Gekozen fragment

Lees verder
Voor de voedselproductie gelden in Europa spelregels op het terrein van milieu. Maar anders dan voor de productie van biobrandstoffen, gelden er geen strenge duurzaamheidseisen rondom de uitstoot van broeikasgassen en landgebruik, zoals die voor biobrandstoffen wel bestaan. Toch is dit hard nodig om ook in de toekomst de snel groeiende wereldbevolking te kunnen blijven voeden en tegelijkertijd broeikasgasemissies te beperken.

Aangeleverd materiaal
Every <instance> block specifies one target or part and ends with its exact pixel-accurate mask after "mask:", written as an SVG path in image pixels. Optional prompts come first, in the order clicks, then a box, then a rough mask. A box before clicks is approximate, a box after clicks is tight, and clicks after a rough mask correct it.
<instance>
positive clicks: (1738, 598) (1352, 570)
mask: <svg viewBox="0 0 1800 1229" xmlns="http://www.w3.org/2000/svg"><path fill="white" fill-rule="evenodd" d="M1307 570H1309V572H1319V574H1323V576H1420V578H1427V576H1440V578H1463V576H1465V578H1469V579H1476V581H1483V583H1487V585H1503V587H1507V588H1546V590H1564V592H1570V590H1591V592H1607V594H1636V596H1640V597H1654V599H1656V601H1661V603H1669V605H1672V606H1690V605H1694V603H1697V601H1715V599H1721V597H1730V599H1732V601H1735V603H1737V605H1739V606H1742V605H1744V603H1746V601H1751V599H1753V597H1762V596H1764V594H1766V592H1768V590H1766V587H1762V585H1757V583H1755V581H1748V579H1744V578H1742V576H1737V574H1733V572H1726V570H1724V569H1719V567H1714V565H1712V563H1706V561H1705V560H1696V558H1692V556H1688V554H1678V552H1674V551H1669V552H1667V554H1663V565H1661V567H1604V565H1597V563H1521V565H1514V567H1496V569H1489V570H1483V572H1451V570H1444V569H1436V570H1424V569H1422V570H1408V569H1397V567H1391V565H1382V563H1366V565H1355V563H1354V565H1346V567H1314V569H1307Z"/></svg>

Op te lossen
1/ Stemmen deze beweringen overeen met het fragment over voedselproductie? (a) In Europa gelden voor de voedselproductie spelregels op het gebied van milieu. (b) Voor de voedselproductie bestaan strenge duurzaamheidseisen rond de uitstoot van broeikasgassen. (c) De wereldbevolking groeit snel. Antwoord per bewering met ja of nee en citeer de doorslaggevende woorden letterlijk.
2/ Neem uit het fragment over voedselproductie de tekst tussen "Lees verder" en "broeikasgasemissies te beperken." letterlijk over, beide grenzen inbegrepen.
Het materiaal komt uit een andere bron.

Antwoorden
1/
(a) Ja: "Voor de voedselproductie gelden in Europa spelregels op het terrein van milieu."
(b) Nee: "gelden er geen strenge duurzaamheidseisen rondom de uitstoot van broeikasgassen en landgebruik"
(c) Ja: "de snel groeiende wereldbevolking"

2/
Lees verder
Voor de voedselproductie gelden in Europa spelregels op het terrein van milieu. Maar anders dan voor de productie van biobrandstoffen, gelden er geen strenge duurzaamheidseisen rondom de uitstoot van broeikasgassen en landgebruik, zoals die voor biobrandstoffen wel bestaan. Toch is dit hard nodig om ook in de toekomst de snel groeiende wereldbevolking te kunnen blijven voeden en tegelijkertijd broeikasgasemissies te beperken.